### EXERCISE DETAILS
Quote word for word the stretch of the chalkboard-painting post below from "It was under" through "handled, craft spongebrush.".

### PASSAGE TO READ
+ + +

To Spray it or Brush it?

I have a can of chalkboard spray paint that has been collecting dust in my studio for almost 2 years now, just waiting to be used. I thought about cracking it open for this project, but in the end I had a bunch of sponge brushes handy and a whole lot of paint left in the roller tray.

It was storming like crazy, but I had a nice, dry spot on my porch to set up shop and get to painting. There's not much to say about "how to" paint a terracotta pot really, but I'll post my experience with it and maybe it will help someone out along the way. I also painted a square on an old metal bucket I found in my garage (such a killer find. I did a little dance when I spotted it amongst the lawn furniture and beach paraphernalia) using electrical tape to frame out the area; unfortunately my painters tape, which would have been the better choice, was somewhere in the depths of my studio so I conducted an experiment in the midst of my craft session. 

It doesn't look like much, but I was actually
SO close to buying something like this on Etsy.
 It was under my nose this whole time! 


I do love a terra cotta pot, but I just couldn't
wait to see it in a sleek black! 

With a few items being painted simultaneously, I was able to go back and forth between the 2 pots and the bucket so that when I got back to a second coat on one, it was already dry. Two coats were necessary on all parts, painted on thick and evenly with a wooden handled, craft spongebrush.

+ + +

### RAW DATA
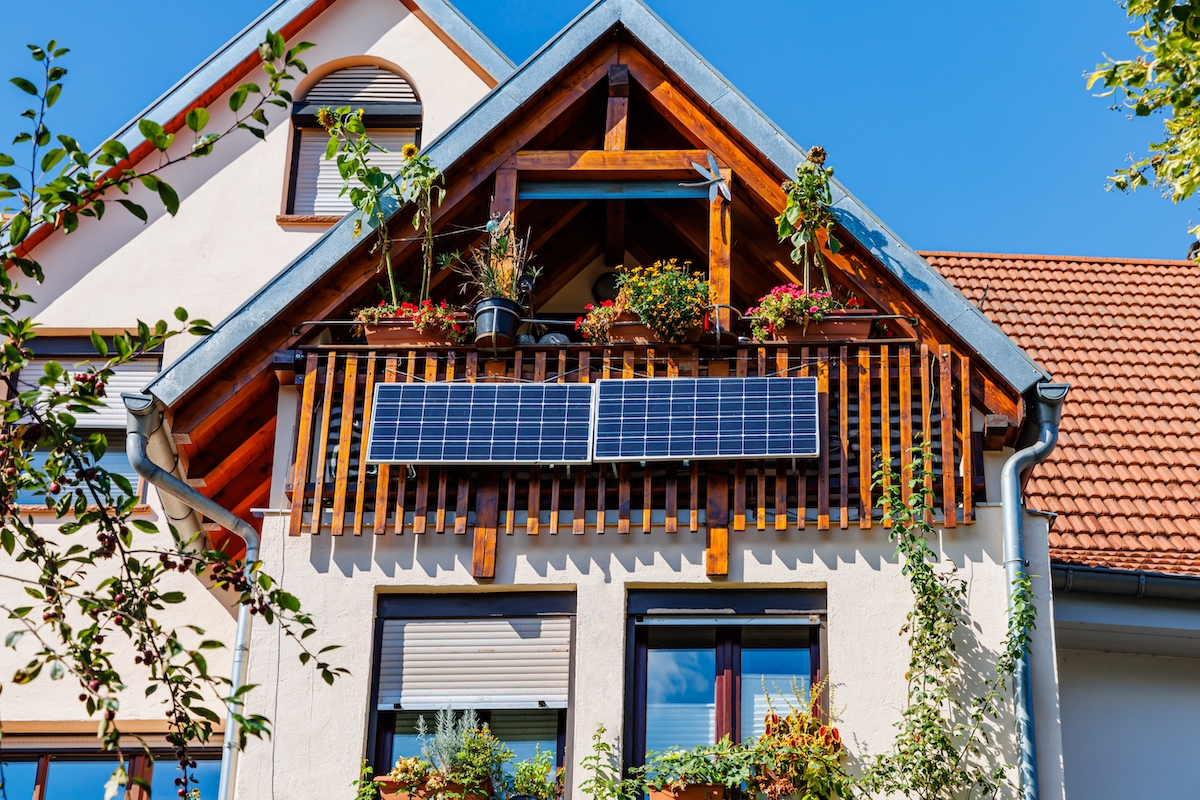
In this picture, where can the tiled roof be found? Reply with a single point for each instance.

+ + +

### THE SOLUTION
It was under my nose this whole time! 


I do love a terra cotta pot, but I just couldn't
wait to see it in a sleek black! 

With a few items being painted simultaneously, I was able to go back and forth between the 2 pots and the bucket so that when I got back to a second coat on one, it was already dry. Two coats were necessary on all parts, painted on thick and evenly with a wooden handled, craft spongebrush.